** Opening Extract block **
Former Secret Service Agent Paul Landis has stated that he placed a bullet on President Kennedy's hospital gurney in Emergency Room Number 1 when the President was being treated at Parkland Memorial Hospital. This was a bullet which he found in the back seat of the Kennedy Limousine (where Kennedy had been sitting).
The Warren Commission decided that a bullet (CE 399) was believed to have been found on a gurney on which Governor Connally had been transported from the Limousine to Emergency Room Number 2, and from there to the Operating Room. This became a key piece of evidence and was central to the Warren Commission's "Single Bullet Theory".
The problem was that there was some doubt on which gurney (Kennedy's or Connally's) the bullet was found.
Landis states that he did not tell anyone about his placing the bullet on Kennedy's gurney until now. However, there was an Emergency Room Nurse named Diana Hamilton Bowron who was present at Parkland Memorial Hospital on 22 November 1963, who was involved in the whole evolution from placing the President on the gurney, assisting Dr. Carrico in all procedures, and who assisted in taking Kennedy's body from the gurney and placing him in the casket. She then was involved in the cleanup of Emergency Room Number 1 - including removing of sheets from the gurney and moving it to Emergency Room 2, which by that time was empty.
** Closing Extract block **
** Opening Given data block **
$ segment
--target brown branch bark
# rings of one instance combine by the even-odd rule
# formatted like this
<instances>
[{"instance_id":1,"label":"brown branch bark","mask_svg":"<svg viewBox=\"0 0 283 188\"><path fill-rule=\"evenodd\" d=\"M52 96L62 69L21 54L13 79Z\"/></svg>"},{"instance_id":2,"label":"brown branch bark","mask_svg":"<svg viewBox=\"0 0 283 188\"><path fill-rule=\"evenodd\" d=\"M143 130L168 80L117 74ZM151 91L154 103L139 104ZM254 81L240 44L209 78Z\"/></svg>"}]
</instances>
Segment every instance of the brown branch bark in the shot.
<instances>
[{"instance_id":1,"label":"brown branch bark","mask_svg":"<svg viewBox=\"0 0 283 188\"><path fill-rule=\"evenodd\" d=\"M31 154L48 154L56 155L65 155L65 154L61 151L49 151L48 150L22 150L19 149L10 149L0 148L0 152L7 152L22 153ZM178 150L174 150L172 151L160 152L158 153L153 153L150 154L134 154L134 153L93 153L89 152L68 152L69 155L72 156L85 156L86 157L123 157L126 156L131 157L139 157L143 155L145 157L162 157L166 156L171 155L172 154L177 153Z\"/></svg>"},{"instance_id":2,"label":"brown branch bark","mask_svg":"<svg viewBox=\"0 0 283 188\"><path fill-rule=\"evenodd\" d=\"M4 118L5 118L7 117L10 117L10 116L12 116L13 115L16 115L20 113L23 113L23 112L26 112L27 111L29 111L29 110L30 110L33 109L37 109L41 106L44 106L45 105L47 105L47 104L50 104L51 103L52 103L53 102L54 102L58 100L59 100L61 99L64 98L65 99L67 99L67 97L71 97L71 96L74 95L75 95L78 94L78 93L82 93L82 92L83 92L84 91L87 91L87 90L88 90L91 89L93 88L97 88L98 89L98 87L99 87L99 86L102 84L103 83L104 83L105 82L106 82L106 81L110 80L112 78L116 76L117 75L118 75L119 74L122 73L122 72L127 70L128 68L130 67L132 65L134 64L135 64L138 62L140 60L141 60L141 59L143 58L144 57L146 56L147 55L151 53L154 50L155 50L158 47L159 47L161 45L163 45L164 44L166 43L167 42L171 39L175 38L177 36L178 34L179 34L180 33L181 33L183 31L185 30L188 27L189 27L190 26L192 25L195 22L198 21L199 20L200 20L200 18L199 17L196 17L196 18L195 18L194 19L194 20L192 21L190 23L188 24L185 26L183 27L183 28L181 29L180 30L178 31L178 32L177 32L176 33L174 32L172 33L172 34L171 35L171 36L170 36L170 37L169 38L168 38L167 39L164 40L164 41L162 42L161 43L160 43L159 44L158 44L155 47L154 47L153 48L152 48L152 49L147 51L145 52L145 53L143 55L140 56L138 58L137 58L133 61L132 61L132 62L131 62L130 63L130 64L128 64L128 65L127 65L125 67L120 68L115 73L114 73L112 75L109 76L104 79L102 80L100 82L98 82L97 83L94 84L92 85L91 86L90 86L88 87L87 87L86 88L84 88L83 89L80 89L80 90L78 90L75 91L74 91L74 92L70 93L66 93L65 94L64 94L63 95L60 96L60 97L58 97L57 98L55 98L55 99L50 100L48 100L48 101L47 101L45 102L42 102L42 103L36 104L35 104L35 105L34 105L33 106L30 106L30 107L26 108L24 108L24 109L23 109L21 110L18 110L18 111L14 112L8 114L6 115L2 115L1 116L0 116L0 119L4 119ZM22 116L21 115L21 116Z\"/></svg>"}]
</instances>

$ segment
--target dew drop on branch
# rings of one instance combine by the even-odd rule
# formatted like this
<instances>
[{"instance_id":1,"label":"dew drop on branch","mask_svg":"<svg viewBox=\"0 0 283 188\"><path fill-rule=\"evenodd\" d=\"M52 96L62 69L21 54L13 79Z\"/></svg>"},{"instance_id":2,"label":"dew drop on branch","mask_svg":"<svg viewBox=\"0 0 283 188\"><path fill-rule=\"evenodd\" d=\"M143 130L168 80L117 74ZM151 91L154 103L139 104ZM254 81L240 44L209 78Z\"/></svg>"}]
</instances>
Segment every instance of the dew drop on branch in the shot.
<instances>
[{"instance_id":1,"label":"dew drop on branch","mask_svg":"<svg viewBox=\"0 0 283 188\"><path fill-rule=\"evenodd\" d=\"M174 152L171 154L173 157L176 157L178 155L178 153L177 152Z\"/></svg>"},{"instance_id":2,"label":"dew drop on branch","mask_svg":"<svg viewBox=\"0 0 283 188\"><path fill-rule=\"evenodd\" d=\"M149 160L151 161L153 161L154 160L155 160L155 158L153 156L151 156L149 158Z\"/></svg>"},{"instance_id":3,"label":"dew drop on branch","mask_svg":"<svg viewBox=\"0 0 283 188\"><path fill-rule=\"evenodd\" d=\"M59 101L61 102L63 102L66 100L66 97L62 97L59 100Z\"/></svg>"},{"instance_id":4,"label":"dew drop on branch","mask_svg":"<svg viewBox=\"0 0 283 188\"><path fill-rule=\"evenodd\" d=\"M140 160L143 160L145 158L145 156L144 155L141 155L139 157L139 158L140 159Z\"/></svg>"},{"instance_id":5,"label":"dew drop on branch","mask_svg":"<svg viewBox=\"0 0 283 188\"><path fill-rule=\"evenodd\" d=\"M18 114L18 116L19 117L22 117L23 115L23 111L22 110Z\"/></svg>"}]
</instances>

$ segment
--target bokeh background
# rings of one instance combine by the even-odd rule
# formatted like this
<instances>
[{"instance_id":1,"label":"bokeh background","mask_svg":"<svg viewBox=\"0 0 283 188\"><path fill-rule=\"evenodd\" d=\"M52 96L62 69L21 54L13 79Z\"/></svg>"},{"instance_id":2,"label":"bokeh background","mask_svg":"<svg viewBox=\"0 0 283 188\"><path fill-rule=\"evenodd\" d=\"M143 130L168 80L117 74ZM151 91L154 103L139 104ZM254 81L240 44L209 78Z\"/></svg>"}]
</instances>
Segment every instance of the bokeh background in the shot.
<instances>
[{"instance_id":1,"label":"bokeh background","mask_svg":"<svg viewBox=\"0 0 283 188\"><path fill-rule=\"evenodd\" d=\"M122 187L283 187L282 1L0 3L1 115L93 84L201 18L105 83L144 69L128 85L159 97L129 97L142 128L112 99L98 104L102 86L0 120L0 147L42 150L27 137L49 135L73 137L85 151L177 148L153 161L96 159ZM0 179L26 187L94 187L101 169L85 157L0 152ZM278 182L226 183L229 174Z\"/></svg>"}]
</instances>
** Closing Given data block **
**Prompt:** Rewrite the passage on Paul Landis and the bullet, starting with the words "Former Secret Service" and ending after "had been sitting).", with "back seat" replaced by "rear seat".

**Response:**
Former Secret Service Agent Paul Landis has stated that he placed a bullet on President Kennedy's hospital gurney in Emergency Room Number 1 when the President was being treated at Parkland Memorial Hospital. This was a bullet which he found in the rear seat of the Kennedy Limousine (where Kennedy had been sitting).